— TEXTE FOURNI —

MAG16  : Justement quel est le rôle du binôme ? Quelle relation entretenez-vous ?

Katell Ropert  : Le binôme est là pour palier le fait que je ne puisse pas ramer. Il va remplacer mes bras. Je ne peux pas passer la barre de vagues seule. Donc c’est lui qui me la fait passer. Ensuite nous observons les vagues et, si nous avons le temps, nous choisissons ensemble la vague sur laquelle je vais partir. Si le temps est très court pour saisir une vague, je lui fais confiance.
Il doit savoir sur quoi je suis en capacité de surfer. On parle tout le temps pendant les 25 minutes de session.

MAG16  : Vous avez toujours le même binôme ?

Katell Ropert  : Non, en compétition fédérale, on ne se choisit pas. Je pars avec quelqu’un de la fédération que je ne connais pas. Donc ça passe ou ça ne passe pas. En général, c’est le coach de l’équipe qui est mon binôme quand je passe. Par contre, il existe un circuit de compétitions privées en parallèle, et là c’est différent on part avec qui on veut.

MAG16  : Pour ce type de compétition, il n’y a pas de financement ?

— EXTRAITS DE DONNÉES —
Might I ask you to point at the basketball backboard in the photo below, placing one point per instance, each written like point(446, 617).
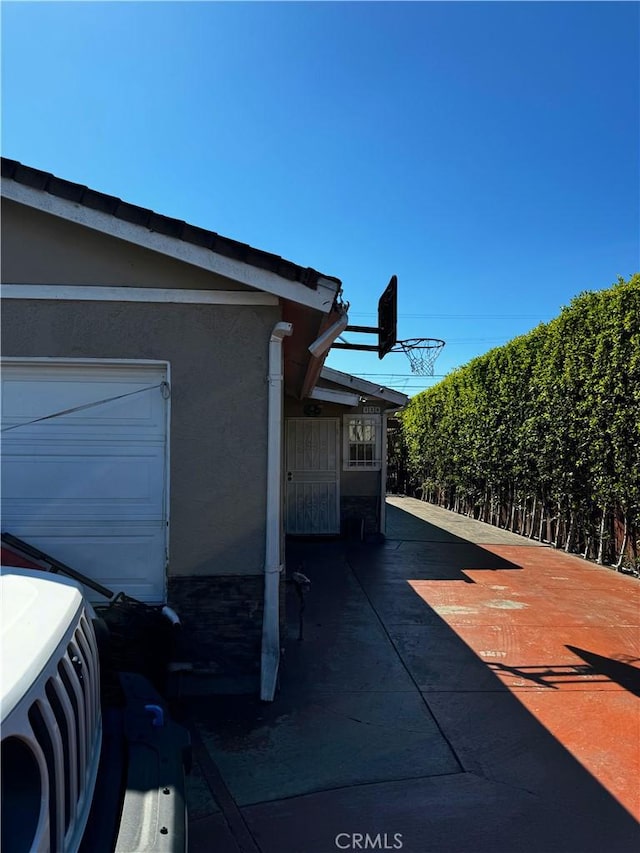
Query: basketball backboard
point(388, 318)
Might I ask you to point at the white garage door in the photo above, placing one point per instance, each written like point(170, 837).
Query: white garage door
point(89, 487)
* * *
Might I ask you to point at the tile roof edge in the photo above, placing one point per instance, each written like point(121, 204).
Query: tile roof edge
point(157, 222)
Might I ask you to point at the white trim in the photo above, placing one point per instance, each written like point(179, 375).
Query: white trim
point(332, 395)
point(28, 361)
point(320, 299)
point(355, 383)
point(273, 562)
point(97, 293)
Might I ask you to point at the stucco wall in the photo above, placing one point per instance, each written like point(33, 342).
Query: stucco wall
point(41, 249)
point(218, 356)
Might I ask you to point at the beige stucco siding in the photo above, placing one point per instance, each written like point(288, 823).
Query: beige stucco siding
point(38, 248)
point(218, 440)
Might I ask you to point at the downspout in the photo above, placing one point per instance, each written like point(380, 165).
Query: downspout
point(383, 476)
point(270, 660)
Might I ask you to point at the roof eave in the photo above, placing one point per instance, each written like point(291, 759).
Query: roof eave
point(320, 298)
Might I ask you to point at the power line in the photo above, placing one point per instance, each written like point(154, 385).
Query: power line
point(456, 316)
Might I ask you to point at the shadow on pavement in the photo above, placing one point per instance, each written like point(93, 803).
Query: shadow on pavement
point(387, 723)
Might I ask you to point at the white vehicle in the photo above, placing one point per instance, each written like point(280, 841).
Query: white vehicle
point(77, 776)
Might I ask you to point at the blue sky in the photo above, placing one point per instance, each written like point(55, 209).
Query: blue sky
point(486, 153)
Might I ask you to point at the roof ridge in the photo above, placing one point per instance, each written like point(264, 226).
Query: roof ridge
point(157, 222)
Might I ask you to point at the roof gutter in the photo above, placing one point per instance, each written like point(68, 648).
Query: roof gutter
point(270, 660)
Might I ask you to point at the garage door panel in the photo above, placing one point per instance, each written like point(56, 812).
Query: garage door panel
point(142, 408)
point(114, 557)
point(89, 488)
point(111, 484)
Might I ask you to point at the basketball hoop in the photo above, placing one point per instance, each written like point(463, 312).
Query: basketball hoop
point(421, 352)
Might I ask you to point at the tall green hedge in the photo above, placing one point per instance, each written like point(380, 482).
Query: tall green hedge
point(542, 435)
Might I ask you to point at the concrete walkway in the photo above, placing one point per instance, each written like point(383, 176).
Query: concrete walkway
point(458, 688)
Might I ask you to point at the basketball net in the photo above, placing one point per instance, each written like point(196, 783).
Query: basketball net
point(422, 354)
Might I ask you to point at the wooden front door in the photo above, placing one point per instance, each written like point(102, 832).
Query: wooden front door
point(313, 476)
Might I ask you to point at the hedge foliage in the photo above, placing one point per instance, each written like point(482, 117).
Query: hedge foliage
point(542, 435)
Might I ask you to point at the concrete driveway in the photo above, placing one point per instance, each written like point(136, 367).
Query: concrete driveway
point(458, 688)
* * *
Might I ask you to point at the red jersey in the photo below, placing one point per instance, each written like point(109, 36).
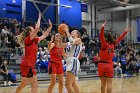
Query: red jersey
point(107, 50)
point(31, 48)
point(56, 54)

— CONSIGNE A —
D'après l'entretien avec Katell Ropert, qui est en général son binôme lors des compétitions fédérales ?
— CONSIGNE B —
Prolongez l'entretien avec Katell Ropert après sa dernière question, s'il vous plaît.
Ces enregistrements n'ont aucun rôle dans ce travail.

— RÉPONSE A —
En général, c'est le coach de l'équipe.

— RÉPONSE B —
Katell Ropert  : Non, donc je suis en train de monter un dossier pour trouver des financements. Ma difficulté est que je paye tout en double car j’ai un binôme. J’ai besoin de quelqu’un qui est mon binôme et qui me donne un coup de main pour les transferts, m’habiller, … Donc ça coûte un peu cher, sauf si je me déplace avec un autre compétiteur handisport.

MAG16  : Et c’est possible ?

Katell Ropert  : Oui. récemment, Je suis partie 10 jours en surf trip avec trois autres très bons surfeurs handi. Et nous avons compensé nos handicaps respectifs avec un véhicule non adapté, un logement non adapté,… Mon binôme sur cette compétition était amputé d’un bras et c’est lui qui me poussait. Nous étions le seul binôme avec deux handicapés. En plus, nous avons participé à une compétition où j’étais la seule femme. Du coup, j’ai demandé de pouvoir surfer avec les hommes. C’était compliqué mais j’ai gagné la compétition ! Il y a d’ailleurs des hommes qui ont porté réclamations car je ne devais pas être dans leur catégorie. C’est pitoyable !

MAG16  : En peu de temps vous avez déjà presque tout gagné, que vous reste-t-il, les Jeux paralympiques en 2024 ?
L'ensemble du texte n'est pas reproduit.